- Aim of the exercise -
Continue the abstract below on hybrid feature selection for sentiment classification, picking up after its final sentence.

- Text block -
■ ■ ■ ■ ■ ■ ■
Abstract
This paper presents a Hybrid Feature Selection Technique for Sentiment Classification. We have used a Genetic Algorithm and a combination of existing Feature Selection methods, namely: Information Gain (IG), CHI Square (CHI), and GINI Index (GINI). First, we have obtained features from three different selection approaches as mentioned above and then performed the UNION SET Operation to extract the reduced feature set. Then, Genetic Algorithm is applied to optimize the feature set further. This paper also presents an Ensemble Approach based on the error rate obtained different domain datasets. To test our proposed Hybrid Feature Selection and Ensemble Classification approach, we have considered four Support Vector Machine (SVM) classifier variants. We have used UCI ML Datasets of three domains namely: IMDB Movie Review, Amazon Product Review and Yelp Restaurant Reviews. The experimental results show that our proposed approach performed best in all three domain datasets. Further, we also presented T-Test for Statistical Significance between classifiers and comparison is also done based on Precision, Recall, F1-Score, AUC and model execution time.
■ ■ ■ ■ ■ ■ ■
- Records taken from a dataset -

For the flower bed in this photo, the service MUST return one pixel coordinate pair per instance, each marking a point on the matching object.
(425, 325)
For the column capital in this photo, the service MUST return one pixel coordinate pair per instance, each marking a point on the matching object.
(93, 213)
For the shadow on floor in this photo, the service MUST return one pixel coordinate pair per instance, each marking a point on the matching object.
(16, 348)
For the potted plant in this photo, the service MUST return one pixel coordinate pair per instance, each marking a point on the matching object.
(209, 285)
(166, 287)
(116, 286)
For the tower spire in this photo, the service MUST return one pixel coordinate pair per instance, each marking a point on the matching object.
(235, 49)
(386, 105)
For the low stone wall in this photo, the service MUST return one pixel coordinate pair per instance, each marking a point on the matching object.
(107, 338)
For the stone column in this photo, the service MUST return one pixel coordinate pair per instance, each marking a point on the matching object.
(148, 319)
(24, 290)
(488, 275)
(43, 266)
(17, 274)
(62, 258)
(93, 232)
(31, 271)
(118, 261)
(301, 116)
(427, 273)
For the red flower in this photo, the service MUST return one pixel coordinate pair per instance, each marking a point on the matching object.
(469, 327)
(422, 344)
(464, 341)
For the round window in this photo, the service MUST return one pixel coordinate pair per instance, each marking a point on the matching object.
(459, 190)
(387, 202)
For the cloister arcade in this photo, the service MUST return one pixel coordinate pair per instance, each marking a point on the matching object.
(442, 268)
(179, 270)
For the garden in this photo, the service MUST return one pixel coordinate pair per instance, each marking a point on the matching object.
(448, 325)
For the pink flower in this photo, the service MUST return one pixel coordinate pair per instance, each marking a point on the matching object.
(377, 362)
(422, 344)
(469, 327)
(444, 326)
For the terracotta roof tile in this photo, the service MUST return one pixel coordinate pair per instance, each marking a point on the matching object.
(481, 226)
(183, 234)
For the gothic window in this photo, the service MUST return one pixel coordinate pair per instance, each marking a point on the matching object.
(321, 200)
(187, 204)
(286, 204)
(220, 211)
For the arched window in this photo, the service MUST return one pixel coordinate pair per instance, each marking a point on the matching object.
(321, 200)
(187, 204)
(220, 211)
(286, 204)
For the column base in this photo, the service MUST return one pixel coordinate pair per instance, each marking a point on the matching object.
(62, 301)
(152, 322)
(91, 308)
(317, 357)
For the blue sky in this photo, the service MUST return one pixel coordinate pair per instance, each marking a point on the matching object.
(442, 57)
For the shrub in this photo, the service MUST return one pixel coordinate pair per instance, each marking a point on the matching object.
■ ■ ■ ■ ■ ■ ■
- Output for this exercise -
Introduction
Sentiment Classification is the method of extracting information from textual data and classifying it into its respective polarity (positive or negative). Sentiment Analysis (SA) plays a vital role in different aspects of our lives. Even in the US Presidential Elections of the year 2016, SA played a crucial role in developing the election campaign strategy [1]. SA is also a common technique to analyze the customer’s reaction to a product, and in the business sector, companies tend to change their strategy based on customer feedback, which eventually increases their sales. The two most popular ways to carry out the Sentiment Classification task are Dictionary-based (DB) and Corpus-based (CB) methods [2]. The DB approach employs prebuilt dictionaries of words such as WordNet [3], and CB methods use the semantic relation between the words that appear in the corpus dataset.
Apart from these methods, Machine Learning (ML) classification algorithms have also been used to classify the text into different polarities. Recent research shows the use of the Hybrid approach [4] in Sentiment Classification.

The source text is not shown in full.